-- Begin Source document --

This squadron, under Commodore Richard Dale, had to patrol and control a coastline over 1,200 miles in distance, which resulted in a "most desultory blockade." The lone success of the force was the defeat of a larger Tripolitan ship by Enterprise. Since there had been no declaration of war by the United States, the Barbary cruiser could not be taken as a prize. However, the captain of the Enterprise did have all of the corsair's guns thrown overboard before allowing the ship to continue on its way, with sixty casualties to his none (Channing, 1968).
"Since there had been no declaration of war by the United States, the Barbary cruiser could not be taken as a prize."
[sound familiar?]
[the same old crap continued]
"Congress still refused to declare war against Tripoli, but did levy a light war tax and proclaimed "protection of commerce" by the navy"
The Philadelphia Story
Command of the American effort evolved in September 1803 to Captain Edward Preble, who immediately set about on the offensive. He scored a bloodless victory at Tangier by convincing the Sultan of Morocco that it would be to his benefit not to molest American shipping in the future. Preble accomplished this feat by sailing the Constitution into Tangier harbor, opening up the gun ports, running out the cannon, and pointing them at the Sultan's palace. The Sultan hastened to agree, and to seal the bargain, supplied the crew of the ship with provisions (Channing, 1968).
The glow of success was soon tarnished when news reached Preble of the capture of the frigate Philadelphia. The Philadelphia arrived on station in the Mediterranean ahead of the rest of the squadron. Its captain, William Bainbridge, unwisely set about trying to blockade Tripoli alone. On October 31, while pursuing a corsair under full sail, Philadelphia grounded on a sandbar about two miles offshore. Despite five hours of desperate work by her crew, she stuck fast. With her broadsides tilted at crazy angles, her firing was harmless to the pirates' small craft that quickly swarmed about her.

-- End Source document --

# Exercise requirements
Write out the account of the naval fight with Tripoli again, starting with "This squadron, under" and going on through "none (Channing, 1968).", swapping "coastline" for "shoreline".

-- Begin Recorded information --

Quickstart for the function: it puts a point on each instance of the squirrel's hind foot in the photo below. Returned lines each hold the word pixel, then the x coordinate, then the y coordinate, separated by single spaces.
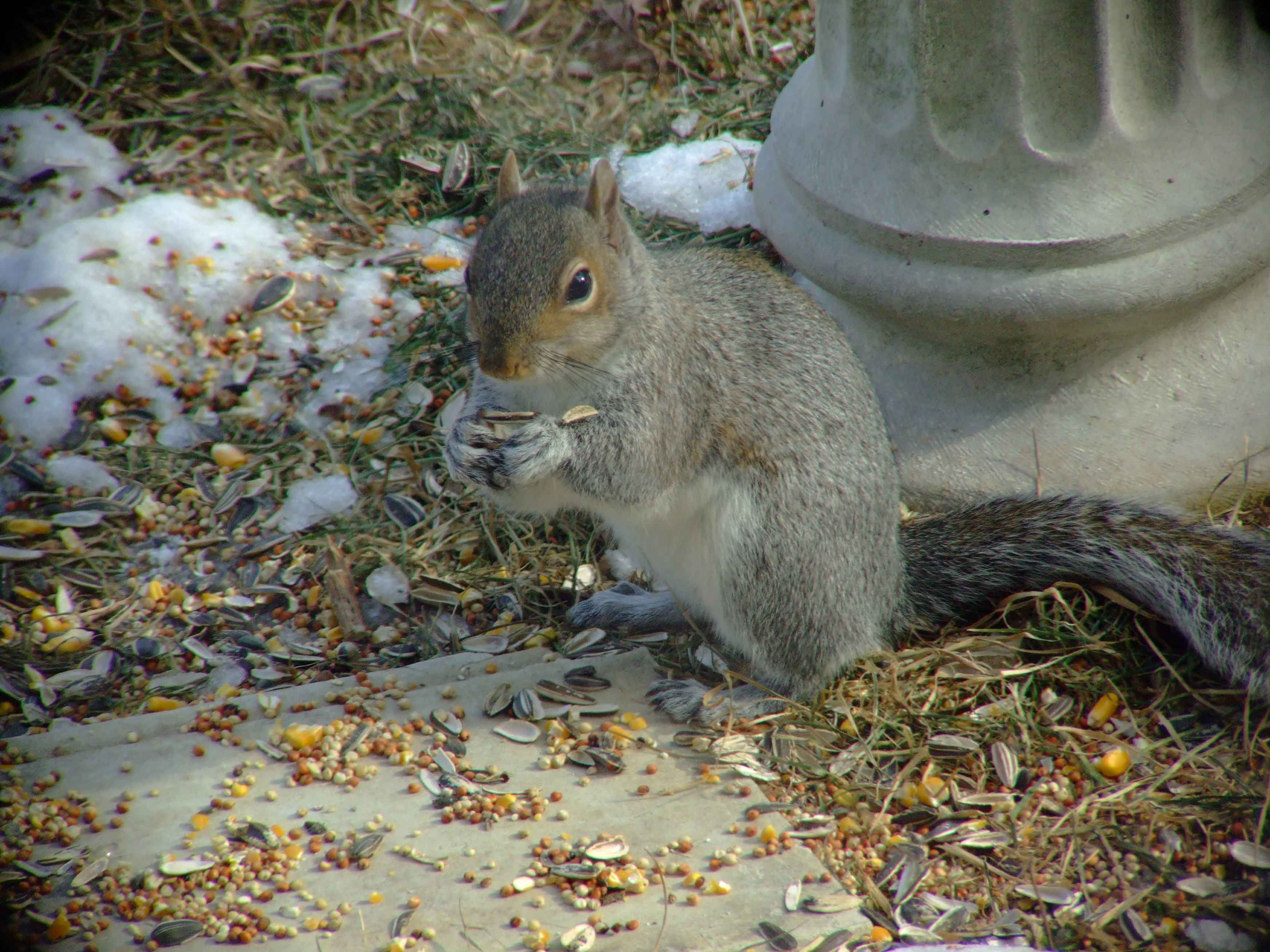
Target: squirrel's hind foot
pixel 628 608
pixel 685 701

-- End Recorded information --

# Completed task
This squadron, under Commodore Richard Dale, had to patrol and control a shoreline over 1,200 miles in distance, which resulted in a "most desultory blockade." The lone success of the force was the defeat of a larger Tripolitan ship by Enterprise. Since there had been no declaration of war by the United States, the Barbary cruiser could not be taken as a prize. However, the captain of the Enterprise did have all of the corsair's guns thrown overboard before allowing the ship to continue on its way, with sixty casualties to his none (Channing, 1968).